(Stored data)

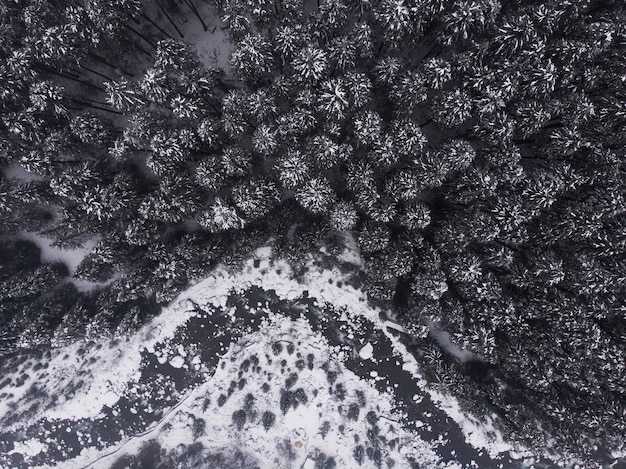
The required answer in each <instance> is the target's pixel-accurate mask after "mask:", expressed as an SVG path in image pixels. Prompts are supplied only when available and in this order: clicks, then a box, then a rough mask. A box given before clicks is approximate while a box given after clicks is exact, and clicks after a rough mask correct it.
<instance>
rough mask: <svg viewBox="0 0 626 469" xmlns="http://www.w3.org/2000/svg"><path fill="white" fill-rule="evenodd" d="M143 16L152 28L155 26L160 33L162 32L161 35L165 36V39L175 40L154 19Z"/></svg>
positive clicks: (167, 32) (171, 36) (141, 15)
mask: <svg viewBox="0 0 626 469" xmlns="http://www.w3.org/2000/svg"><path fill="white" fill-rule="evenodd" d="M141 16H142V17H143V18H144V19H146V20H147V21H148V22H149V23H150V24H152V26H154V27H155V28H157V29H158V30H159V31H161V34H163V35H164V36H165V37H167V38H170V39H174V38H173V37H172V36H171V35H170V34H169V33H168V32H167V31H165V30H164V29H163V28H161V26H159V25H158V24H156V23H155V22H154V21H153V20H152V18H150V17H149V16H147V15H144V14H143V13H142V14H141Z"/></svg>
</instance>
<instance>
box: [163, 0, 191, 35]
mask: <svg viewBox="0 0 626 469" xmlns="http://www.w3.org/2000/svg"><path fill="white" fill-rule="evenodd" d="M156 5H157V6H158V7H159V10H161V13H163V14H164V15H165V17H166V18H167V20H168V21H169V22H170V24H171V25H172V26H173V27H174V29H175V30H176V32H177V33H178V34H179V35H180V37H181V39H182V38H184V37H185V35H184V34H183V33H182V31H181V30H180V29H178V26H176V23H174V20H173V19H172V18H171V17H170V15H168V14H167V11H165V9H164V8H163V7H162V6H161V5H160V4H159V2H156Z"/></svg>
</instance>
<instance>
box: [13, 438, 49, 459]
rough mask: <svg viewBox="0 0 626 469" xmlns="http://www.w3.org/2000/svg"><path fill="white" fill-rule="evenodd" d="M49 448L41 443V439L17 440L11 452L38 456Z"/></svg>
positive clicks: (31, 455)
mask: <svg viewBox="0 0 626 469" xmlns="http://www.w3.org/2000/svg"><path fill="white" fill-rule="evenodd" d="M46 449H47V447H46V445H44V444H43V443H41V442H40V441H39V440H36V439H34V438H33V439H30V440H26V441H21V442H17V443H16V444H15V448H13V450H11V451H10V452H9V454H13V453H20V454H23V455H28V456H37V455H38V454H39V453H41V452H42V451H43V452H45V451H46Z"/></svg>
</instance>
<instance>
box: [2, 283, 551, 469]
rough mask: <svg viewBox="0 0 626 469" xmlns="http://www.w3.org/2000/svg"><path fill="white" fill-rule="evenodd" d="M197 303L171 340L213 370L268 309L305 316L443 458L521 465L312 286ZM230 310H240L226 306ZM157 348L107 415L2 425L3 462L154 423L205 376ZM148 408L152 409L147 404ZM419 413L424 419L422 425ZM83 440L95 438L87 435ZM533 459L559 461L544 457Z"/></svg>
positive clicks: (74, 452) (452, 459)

### Problem to solve
All of the data must be repeated exactly, except for the pictures.

### Finished task
The required answer in each <instance> is the target's pixel-accurate mask after "mask:", expressed as an SVG path in image pixels. Prompts are supplied only when available and in this order: clicks, then a box, then a rough mask. A box given before clicks is approximate while a box given after clicks is exact, and clicks after a rough mask correct it.
<instance>
rough mask: <svg viewBox="0 0 626 469" xmlns="http://www.w3.org/2000/svg"><path fill="white" fill-rule="evenodd" d="M143 16L152 28L155 26L160 33L162 32L161 35L165 36V39L175 40L154 19Z"/></svg>
positive clicks: (167, 32) (171, 36) (141, 15)
mask: <svg viewBox="0 0 626 469" xmlns="http://www.w3.org/2000/svg"><path fill="white" fill-rule="evenodd" d="M141 16H142V17H143V18H144V19H146V20H147V21H148V22H149V23H150V24H152V26H154V27H155V28H157V29H158V30H159V31H161V34H163V35H164V36H165V37H167V38H170V39H174V38H173V37H172V36H171V35H170V34H169V33H168V32H167V31H165V30H164V29H163V28H161V26H159V25H158V24H156V23H155V22H154V21H153V20H152V18H150V17H149V16H147V15H144V14H143V13H142V14H141Z"/></svg>
</instance>
<instance>
box: [163, 0, 191, 35]
mask: <svg viewBox="0 0 626 469" xmlns="http://www.w3.org/2000/svg"><path fill="white" fill-rule="evenodd" d="M156 5H157V6H158V7H159V10H161V13H163V14H164V15H165V17H166V18H167V20H168V21H169V22H170V24H171V25H172V26H173V27H174V29H175V30H176V32H177V33H178V34H179V35H180V37H181V39H182V38H184V37H185V35H184V34H183V33H182V31H181V30H180V29H178V26H176V23H174V20H173V19H172V18H171V17H170V15H168V14H167V11H165V9H164V8H163V7H162V6H161V5H160V4H159V2H156Z"/></svg>
</instance>
<instance>
box: [13, 438, 49, 459]
rough mask: <svg viewBox="0 0 626 469" xmlns="http://www.w3.org/2000/svg"><path fill="white" fill-rule="evenodd" d="M49 448L41 443V439L17 440L11 452L38 456Z"/></svg>
positive clicks: (31, 455)
mask: <svg viewBox="0 0 626 469" xmlns="http://www.w3.org/2000/svg"><path fill="white" fill-rule="evenodd" d="M46 449H47V447H46V445H44V444H43V443H41V442H40V441H39V440H36V439H34V438H33V439H30V440H26V441H21V442H17V443H16V444H15V448H13V450H11V451H10V452H9V454H13V453H20V454H23V455H28V456H37V455H38V454H39V453H41V452H42V451H43V452H45V451H46Z"/></svg>
</instance>
<instance>
box: [2, 283, 551, 469]
rough mask: <svg viewBox="0 0 626 469" xmlns="http://www.w3.org/2000/svg"><path fill="white" fill-rule="evenodd" d="M197 303L171 340L213 370L268 309L305 316L443 458L521 465L312 286ZM230 310H240L226 306ZM157 348L107 415L2 425L3 462L154 423L205 376ZM148 408L152 409L147 404ZM419 413L424 419L422 425ZM83 440L95 438L87 435ZM533 459L559 461L544 457Z"/></svg>
positive clicks: (74, 452) (452, 459)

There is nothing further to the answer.